* **Work required**
Convert all of the data below into a JSON list of strings, with one string for each line and no blank lines. Leave the pictures out of the answer.

Coordinate-labeling data
--- start ---
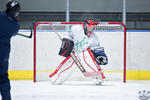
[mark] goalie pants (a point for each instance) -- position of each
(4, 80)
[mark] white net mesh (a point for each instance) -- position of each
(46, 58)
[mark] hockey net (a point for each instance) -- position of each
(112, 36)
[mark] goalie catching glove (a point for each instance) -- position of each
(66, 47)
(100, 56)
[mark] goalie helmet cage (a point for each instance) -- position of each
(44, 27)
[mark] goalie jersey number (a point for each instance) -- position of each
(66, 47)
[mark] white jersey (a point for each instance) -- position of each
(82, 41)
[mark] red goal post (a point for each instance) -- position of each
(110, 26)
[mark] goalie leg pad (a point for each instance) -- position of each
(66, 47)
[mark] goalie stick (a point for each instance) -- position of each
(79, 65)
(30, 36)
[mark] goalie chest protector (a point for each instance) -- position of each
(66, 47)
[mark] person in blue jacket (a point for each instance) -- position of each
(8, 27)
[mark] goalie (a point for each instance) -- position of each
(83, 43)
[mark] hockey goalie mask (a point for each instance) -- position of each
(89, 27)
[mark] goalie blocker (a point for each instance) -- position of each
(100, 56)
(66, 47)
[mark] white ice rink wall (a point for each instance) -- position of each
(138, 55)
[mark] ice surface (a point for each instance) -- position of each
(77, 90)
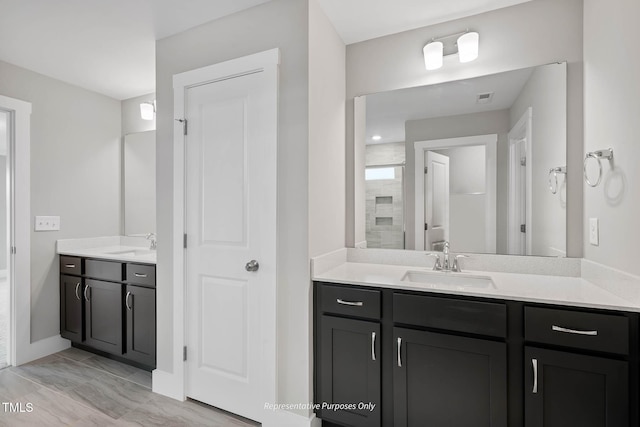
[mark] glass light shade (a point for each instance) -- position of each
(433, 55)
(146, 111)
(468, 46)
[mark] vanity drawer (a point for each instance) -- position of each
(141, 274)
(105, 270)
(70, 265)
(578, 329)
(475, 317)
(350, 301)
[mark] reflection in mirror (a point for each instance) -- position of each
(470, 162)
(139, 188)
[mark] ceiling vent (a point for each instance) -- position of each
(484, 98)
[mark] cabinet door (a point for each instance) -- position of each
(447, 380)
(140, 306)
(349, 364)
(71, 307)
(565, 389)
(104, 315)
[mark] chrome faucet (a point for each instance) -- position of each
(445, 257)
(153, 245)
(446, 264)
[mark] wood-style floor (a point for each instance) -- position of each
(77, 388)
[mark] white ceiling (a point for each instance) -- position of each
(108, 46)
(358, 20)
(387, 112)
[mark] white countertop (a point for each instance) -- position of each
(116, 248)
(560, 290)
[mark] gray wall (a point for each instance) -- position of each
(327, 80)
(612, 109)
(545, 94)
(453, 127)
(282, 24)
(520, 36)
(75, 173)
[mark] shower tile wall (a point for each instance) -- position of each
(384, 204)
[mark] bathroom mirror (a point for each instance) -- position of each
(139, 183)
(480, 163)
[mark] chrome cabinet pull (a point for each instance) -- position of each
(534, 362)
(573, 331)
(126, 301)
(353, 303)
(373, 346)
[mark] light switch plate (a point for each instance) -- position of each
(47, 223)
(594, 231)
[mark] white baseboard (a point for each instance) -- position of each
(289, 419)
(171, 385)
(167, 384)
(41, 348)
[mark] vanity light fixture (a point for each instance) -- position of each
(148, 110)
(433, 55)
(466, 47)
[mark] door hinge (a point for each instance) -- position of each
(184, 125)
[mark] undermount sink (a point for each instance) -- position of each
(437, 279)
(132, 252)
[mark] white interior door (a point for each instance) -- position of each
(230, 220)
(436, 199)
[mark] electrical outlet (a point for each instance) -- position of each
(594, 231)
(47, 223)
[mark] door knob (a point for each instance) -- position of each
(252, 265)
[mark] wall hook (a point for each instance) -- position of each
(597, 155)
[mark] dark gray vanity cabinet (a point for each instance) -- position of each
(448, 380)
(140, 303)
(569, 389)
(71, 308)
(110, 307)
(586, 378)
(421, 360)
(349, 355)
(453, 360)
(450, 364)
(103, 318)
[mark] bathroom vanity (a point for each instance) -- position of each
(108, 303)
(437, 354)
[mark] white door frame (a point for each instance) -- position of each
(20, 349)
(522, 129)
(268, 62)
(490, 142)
--- end ---
* **Written answer**
[
  "[mark] goalie pants (a point for each instance) -- position of each",
  "(4, 80)",
  "[mark] white net mesh (a point for each instance) -- position of each",
  "(46, 58)",
  "[mark] hockey net (a point for each instance) -- position of each",
  "(112, 36)",
  "[mark] goalie catching glove (a point for each instance) -- position of each",
  "(66, 47)",
  "(100, 56)",
  "[mark] goalie helmet cage (a point for each instance) -- position of each",
  "(44, 27)",
  "[mark] goalie jersey number (a point for each instance) -- position of each",
  "(66, 47)",
  "[mark] white jersey (a point for each instance) -- position of each",
  "(82, 41)",
  "[mark] red goal post (a point for each instance) -- position of each",
  "(110, 26)",
  "[mark] goalie leg pad (a point for each instance) -- position of each",
  "(66, 47)",
  "[mark] goalie stick (a point for each instance) -- position of each",
  "(79, 65)",
  "(30, 36)",
  "[mark] goalie chest protector (a point for each instance) -- position of each",
  "(66, 47)",
  "[mark] person in blue jacket (a point for each instance) -- position of each",
  "(8, 27)",
  "[mark] goalie (a point for each instance) -- position of each",
  "(83, 43)",
  "[mark] hockey goalie mask (a point for each instance) -- position of each",
  "(89, 27)",
  "[mark] goalie blocker (a point for each instance) -- position of each",
  "(100, 56)",
  "(66, 47)",
  "[mark] white ice rink wall (a point for each instance) -- position of each",
  "(138, 55)",
  "[mark] ice surface (a point for each instance) -- position of each",
  "(77, 90)",
  "[mark] glass light shade (a point for each instance) -- position of each",
  "(433, 55)",
  "(146, 111)",
  "(468, 46)",
  "[mark] vanity drawer (a point for each instance) -- position of each",
  "(141, 274)",
  "(105, 270)",
  "(70, 265)",
  "(578, 329)",
  "(475, 317)",
  "(350, 301)",
  "[mark] reflection in mirror (a point for each instance) -- position of each",
  "(470, 162)",
  "(139, 188)",
  "[mark] ceiling vent (a point for each instance) -- position of each",
  "(484, 98)",
  "[mark] cabinet door (a point for each instance) -- position of each",
  "(447, 380)",
  "(140, 306)",
  "(349, 364)",
  "(71, 307)",
  "(565, 389)",
  "(104, 315)",
  "[mark] chrome faucet (a point for each instance) -- position of each",
  "(445, 257)",
  "(153, 245)",
  "(446, 264)",
  "[mark] wood-style floor (a point for each instance) -- position of each",
  "(77, 388)",
  "[mark] white ceiling (a point for each instance) -- position of each",
  "(108, 46)",
  "(358, 20)",
  "(387, 112)",
  "[mark] white countertop (a point for each instance) -- position of each",
  "(116, 248)",
  "(560, 290)",
  "[mark] gray wall (a point for each instance) -- position of each",
  "(327, 80)",
  "(612, 109)",
  "(545, 94)",
  "(453, 127)",
  "(282, 24)",
  "(520, 36)",
  "(75, 173)",
  "[mark] shower tile wall (a point for each instance) -- position of each",
  "(384, 204)",
  "[mark] bathroom mirror (a point for each instance) -- position of each",
  "(139, 183)",
  "(480, 163)",
  "[mark] chrome cabinet pull (a point for each instance) -- position of each",
  "(534, 362)",
  "(573, 331)",
  "(126, 301)",
  "(353, 303)",
  "(373, 346)",
  "[mark] light switch plate (a point for each instance) -- position of each",
  "(47, 223)",
  "(594, 231)",
  "[mark] white baseboard (a point for each instance) -- position of each",
  "(289, 419)",
  "(171, 385)",
  "(167, 384)",
  "(41, 348)",
  "[mark] vanity light fixture (a point for each instance) -- position of each",
  "(148, 110)",
  "(433, 55)",
  "(466, 47)",
  "[mark] door hinge (a point for each instance) -- position of each",
  "(184, 125)",
  "[mark] undermount sink (a point for each instance) -- position of each",
  "(437, 279)",
  "(132, 252)",
  "[mark] white interior door (a point for each instance) -- position of each",
  "(230, 220)",
  "(436, 199)",
  "[mark] electrical outlet (a point for each instance) -- position of each",
  "(594, 231)",
  "(47, 223)",
  "[mark] door knob (a point for each instance) -- position of each",
  "(252, 265)",
  "[mark] wall hook (a point for each instance) -- position of each",
  "(597, 155)",
  "[mark] dark gray vanity cabinet (a point for each instance) -- position of each",
  "(448, 380)",
  "(140, 303)",
  "(569, 389)",
  "(71, 308)",
  "(110, 307)",
  "(586, 378)",
  "(421, 360)",
  "(349, 355)",
  "(453, 360)",
  "(450, 364)",
  "(103, 318)",
  "[mark] bathroom vanity (a point for each instance) -- position of each",
  "(108, 303)",
  "(437, 354)",
  "[mark] white door frame (a point for each instance) -- position of each",
  "(20, 349)",
  "(522, 129)",
  "(268, 62)",
  "(490, 142)"
]